** begin Text passage **

The deputy commander for strategy said the coalition would remain "committed to the mission in Syria until ISIS no longer poses a threat," but would not engage the militants in territory held by forces loyal to Syrian President Bashar al-Assad, the Military Times reported. Gedney explained that in areas such as southern Damascus were ISIS has launched attacks, the U.S. would not engage the extremists.

"We've got no intention to operate in areas that are currently held by the regime," he said.

The U.S.-led coalition in Syria has been involved in degrading the military capabilities of ISIS since September 2014. Since then, the territory held by the militant group has been drastically reduced in the country and in neighboring Iraq.

The coalition said Wednesday that it estimated fewer than 1,000 ISIS fighters remained in Iraq and Syria, according to Reuters. The figure was a third of what it was just three weeks earlier but excluded those extremists that had slipped into the west of the country. Both countries, across which the militant group proclaimed its self-styled caliphate, have declared complete victory over ISIS in recent weeks.

Russia, which intervened in the Syrian civil war in October 2015 to back Assad, has called on the coalition to pull out of Syria. Russian defense minister Sergey Shoigu said Russia is entering into an agreement with Syria for a permanent military presence, expanding its bases in the west of the country.

In November, details emerged of a deal struck by the U.S. coalition that allowed hundreds of ISIS fighters to leave their capital in the besieged eastern city of Raqqa.

The agreement saw hardened militants and foreign fighters leave the city with their families in a convoy after months-long siege by a Kurdish-Arab ground force backed by the U.S.-led coalition's airstrikes and tactical advisers, according to a BBC investigation.

** end Text passage **
** begin Entries shown **

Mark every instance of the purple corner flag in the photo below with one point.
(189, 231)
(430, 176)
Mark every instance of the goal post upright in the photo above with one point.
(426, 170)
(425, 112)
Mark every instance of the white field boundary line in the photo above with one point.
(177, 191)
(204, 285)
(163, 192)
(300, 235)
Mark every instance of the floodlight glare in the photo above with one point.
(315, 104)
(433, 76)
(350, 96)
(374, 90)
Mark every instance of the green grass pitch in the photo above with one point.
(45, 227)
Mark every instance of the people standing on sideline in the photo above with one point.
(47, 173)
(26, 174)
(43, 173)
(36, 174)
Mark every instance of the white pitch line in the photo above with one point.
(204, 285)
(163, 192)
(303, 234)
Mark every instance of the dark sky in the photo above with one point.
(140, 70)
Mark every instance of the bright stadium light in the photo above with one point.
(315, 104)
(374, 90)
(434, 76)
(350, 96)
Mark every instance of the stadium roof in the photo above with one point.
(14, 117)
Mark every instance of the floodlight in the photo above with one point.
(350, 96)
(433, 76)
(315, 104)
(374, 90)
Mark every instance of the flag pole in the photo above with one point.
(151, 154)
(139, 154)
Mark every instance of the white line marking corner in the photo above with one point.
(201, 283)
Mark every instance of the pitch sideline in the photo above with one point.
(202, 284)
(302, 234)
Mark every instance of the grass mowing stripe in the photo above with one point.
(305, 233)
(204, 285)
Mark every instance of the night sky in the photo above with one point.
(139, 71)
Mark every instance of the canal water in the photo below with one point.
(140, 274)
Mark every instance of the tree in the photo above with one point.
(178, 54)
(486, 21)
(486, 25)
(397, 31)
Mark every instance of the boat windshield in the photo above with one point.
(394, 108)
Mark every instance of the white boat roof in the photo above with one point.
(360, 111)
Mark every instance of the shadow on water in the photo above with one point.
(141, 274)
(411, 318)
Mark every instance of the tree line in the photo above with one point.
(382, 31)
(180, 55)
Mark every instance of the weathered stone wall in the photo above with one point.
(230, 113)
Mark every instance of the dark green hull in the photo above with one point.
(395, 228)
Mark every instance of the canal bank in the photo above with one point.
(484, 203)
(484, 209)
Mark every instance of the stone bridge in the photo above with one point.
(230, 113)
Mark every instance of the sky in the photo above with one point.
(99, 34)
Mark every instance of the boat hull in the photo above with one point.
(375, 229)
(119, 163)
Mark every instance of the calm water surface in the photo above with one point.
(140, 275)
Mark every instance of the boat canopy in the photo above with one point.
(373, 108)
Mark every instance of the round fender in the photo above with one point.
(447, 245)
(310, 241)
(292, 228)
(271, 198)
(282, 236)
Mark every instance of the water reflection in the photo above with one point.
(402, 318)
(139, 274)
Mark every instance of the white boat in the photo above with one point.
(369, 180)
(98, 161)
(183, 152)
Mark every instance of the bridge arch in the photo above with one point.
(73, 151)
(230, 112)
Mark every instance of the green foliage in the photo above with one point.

** end Entries shown **

== Problems to solve ==
1. According to the Syria article, when did Russia intervene in the Syrian civil war?
2. Transcribe the Syria article between "Russia, which intervened" and "a BBC investigation.", inclusive.
3. Summarize the Syria article in two sentences.

== Complete answers ==
1. October 2015

2.
Russia, which intervened in the Syrian civil war in October 2015 to back Assad, has called on the coalition to pull out of Syria. Russian defense minister Sergey Shoigu said Russia is entering into an agreement with Syria for a permanent military presence, expanding its bases in the west of the country.

In November, details emerged of a deal struck by the U.S. coalition that allowed hundreds of ISIS fighters to leave their capital in the besieged eastern city of Raqqa.

The agreement saw hardened militants and foreign fighters leave the city with their families in a convoy after months-long siege by a Kurdish-Arab ground force backed by the U.S.-led coalition's airstrikes and tactical advisers, according to a BBC investigation.

3. The U.S.-led coalition says it will stay in Syria until ISIS no longer poses a threat but will not operate in areas held by forces loyal to President Bashar al-Assad, and it estimates that fewer than 1,000 ISIS fighters remain in Iraq and Syria. Russia, which backs Assad, has called on the coalition to pull out and is entering an agreement with Syria for a permanent military presence.